### Work instructions
Everything in the data should be repeated exactly, save for the images.

::: Data supplied :::

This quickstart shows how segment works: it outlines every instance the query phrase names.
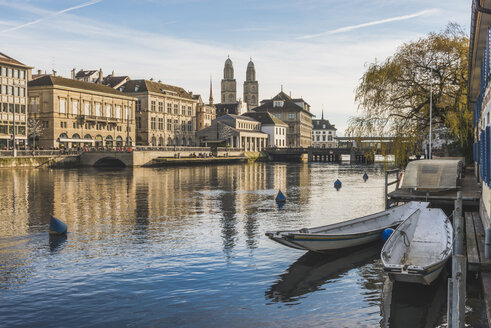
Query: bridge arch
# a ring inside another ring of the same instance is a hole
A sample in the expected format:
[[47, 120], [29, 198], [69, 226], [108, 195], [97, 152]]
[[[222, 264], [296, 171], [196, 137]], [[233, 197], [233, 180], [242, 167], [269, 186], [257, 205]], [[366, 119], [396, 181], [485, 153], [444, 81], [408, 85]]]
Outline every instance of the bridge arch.
[[98, 159], [94, 167], [126, 167], [126, 164], [116, 157], [106, 156]]

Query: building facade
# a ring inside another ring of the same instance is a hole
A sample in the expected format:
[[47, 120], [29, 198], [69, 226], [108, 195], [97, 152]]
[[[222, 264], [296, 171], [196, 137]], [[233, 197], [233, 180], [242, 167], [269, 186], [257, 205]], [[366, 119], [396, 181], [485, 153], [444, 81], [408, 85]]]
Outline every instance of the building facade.
[[[26, 146], [27, 81], [32, 67], [0, 53], [0, 149]], [[15, 133], [14, 133], [15, 127]]]
[[45, 75], [28, 83], [41, 148], [131, 147], [135, 99], [108, 86]]
[[336, 148], [337, 129], [324, 119], [324, 111], [320, 120], [312, 120], [312, 147], [316, 148]]
[[261, 131], [268, 135], [268, 147], [286, 147], [288, 124], [268, 112], [248, 112], [243, 116], [251, 117], [261, 123]]
[[247, 103], [247, 110], [257, 107], [259, 103], [259, 84], [256, 81], [256, 68], [252, 59], [247, 64], [246, 80], [244, 81], [244, 102]]
[[234, 78], [234, 66], [230, 57], [225, 61], [225, 66], [223, 68], [221, 93], [222, 104], [233, 104], [237, 102], [237, 82]]
[[268, 135], [261, 131], [261, 123], [247, 116], [227, 114], [217, 117], [211, 126], [198, 131], [204, 147], [232, 147], [258, 152], [267, 147]]
[[216, 108], [211, 104], [205, 104], [200, 95], [194, 95], [196, 100], [196, 131], [203, 130], [211, 126], [211, 122], [216, 118]]
[[302, 98], [293, 99], [281, 91], [274, 98], [262, 100], [253, 109], [256, 112], [269, 112], [288, 125], [286, 146], [290, 148], [310, 147], [312, 145], [312, 116], [310, 105]]
[[153, 80], [130, 80], [119, 90], [137, 98], [137, 145], [196, 145], [197, 101], [190, 93]]

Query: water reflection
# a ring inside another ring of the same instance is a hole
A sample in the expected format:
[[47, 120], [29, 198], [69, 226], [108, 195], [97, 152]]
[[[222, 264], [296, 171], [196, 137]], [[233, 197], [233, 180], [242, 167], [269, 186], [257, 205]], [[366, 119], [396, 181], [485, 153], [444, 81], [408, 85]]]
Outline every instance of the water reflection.
[[[307, 252], [266, 291], [266, 298], [275, 302], [296, 301], [302, 295], [312, 293], [325, 284], [335, 282], [349, 270], [357, 267], [365, 268], [365, 264], [378, 257], [380, 249], [381, 244], [374, 243], [334, 254]], [[380, 290], [373, 288], [373, 280], [376, 278], [372, 274], [362, 272], [362, 276], [364, 277], [363, 284], [369, 290]]]
[[391, 282], [383, 287], [380, 326], [433, 328], [442, 324], [447, 301], [446, 270], [431, 286]]

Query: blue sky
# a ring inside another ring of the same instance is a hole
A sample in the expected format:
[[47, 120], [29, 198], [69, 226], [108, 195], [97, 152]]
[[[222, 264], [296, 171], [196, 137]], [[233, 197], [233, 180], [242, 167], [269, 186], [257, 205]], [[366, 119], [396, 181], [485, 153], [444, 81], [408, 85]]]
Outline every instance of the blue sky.
[[0, 52], [69, 77], [72, 68], [154, 78], [215, 100], [228, 55], [238, 97], [249, 57], [260, 99], [281, 85], [343, 134], [366, 65], [452, 21], [471, 0], [0, 0]]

:::

### Finished answer
This quickstart shows how segment works: it outlines every instance the query phrase names.
Query: bridge arch
# a ring inside another ring of the same instance is a hole
A sample in the expected format:
[[47, 120], [29, 198], [69, 226], [108, 195], [97, 152]]
[[[222, 264], [296, 171], [196, 137]], [[233, 197], [233, 180], [242, 167], [269, 186], [257, 205]], [[366, 119], [396, 181], [485, 153], [444, 81], [408, 85]]]
Outline every instance of the bridge arch.
[[98, 159], [94, 167], [126, 167], [126, 164], [116, 157], [106, 156]]

Query: building facade
# a ring inside another ring of the same instance is a hole
A sample in the expected format:
[[47, 120], [29, 198], [69, 226], [108, 195], [97, 152]]
[[[222, 264], [296, 171], [196, 137]], [[233, 197], [233, 180], [242, 167], [269, 186], [257, 205]], [[366, 119], [396, 181], [485, 153], [444, 81], [408, 85]]]
Outline every instance of the building facade.
[[[26, 146], [27, 81], [32, 67], [0, 53], [0, 149]], [[15, 133], [14, 133], [15, 127]]]
[[45, 75], [28, 83], [41, 148], [131, 147], [135, 99], [108, 86]]
[[336, 148], [337, 129], [324, 119], [324, 111], [320, 120], [312, 120], [312, 147], [316, 148]]
[[261, 131], [268, 135], [268, 147], [286, 147], [288, 124], [268, 112], [248, 112], [243, 116], [251, 117], [261, 123]]
[[247, 103], [247, 110], [257, 107], [259, 103], [259, 84], [256, 81], [256, 68], [252, 59], [247, 64], [246, 80], [244, 81], [244, 102]]
[[234, 78], [234, 66], [230, 57], [225, 61], [225, 66], [223, 68], [221, 93], [222, 104], [233, 104], [237, 102], [237, 82]]
[[268, 135], [261, 131], [261, 123], [247, 116], [227, 114], [217, 117], [211, 126], [198, 131], [204, 147], [232, 147], [258, 152], [267, 147]]
[[216, 108], [211, 104], [205, 104], [200, 95], [194, 95], [196, 100], [196, 131], [203, 130], [211, 126], [211, 122], [216, 118]]
[[302, 98], [293, 99], [281, 91], [274, 98], [262, 100], [253, 109], [256, 112], [269, 112], [288, 125], [286, 146], [290, 148], [310, 147], [312, 145], [312, 116], [310, 105]]
[[153, 80], [130, 80], [119, 90], [137, 98], [137, 145], [196, 145], [197, 101], [190, 93]]

Query: water reflection
# a ring inside another ring of the same instance is a hole
A sample in the expected format:
[[47, 120], [29, 198], [69, 226], [108, 195], [97, 152]]
[[[222, 264], [296, 171], [196, 137]], [[233, 197], [233, 180], [242, 167], [269, 186], [257, 205]], [[366, 119], [396, 181], [485, 153], [444, 81], [408, 85]]]
Outline every instance of the water reflection.
[[[307, 252], [266, 291], [266, 298], [275, 302], [296, 301], [302, 295], [312, 293], [325, 284], [335, 282], [349, 270], [357, 267], [365, 268], [365, 264], [378, 257], [380, 249], [381, 244], [374, 243], [334, 254]], [[380, 290], [373, 288], [373, 280], [376, 278], [372, 274], [362, 272], [362, 276], [364, 277], [363, 284], [369, 290]]]
[[391, 282], [383, 287], [380, 326], [433, 328], [442, 324], [447, 301], [446, 270], [431, 286]]

Query: blue sky
# a ring inside another ring of the same instance is a hole
A sample in the expected format:
[[47, 120], [29, 198], [69, 226], [108, 195], [97, 152]]
[[[222, 264], [296, 171], [196, 137]], [[233, 197], [233, 180], [242, 167], [269, 186], [257, 205]], [[366, 119], [396, 181], [485, 153], [444, 81], [408, 85]]]
Outline every instance of the blue sky.
[[0, 52], [69, 77], [72, 68], [154, 78], [215, 100], [228, 55], [238, 97], [249, 57], [260, 99], [281, 85], [343, 134], [366, 65], [452, 21], [471, 0], [0, 0]]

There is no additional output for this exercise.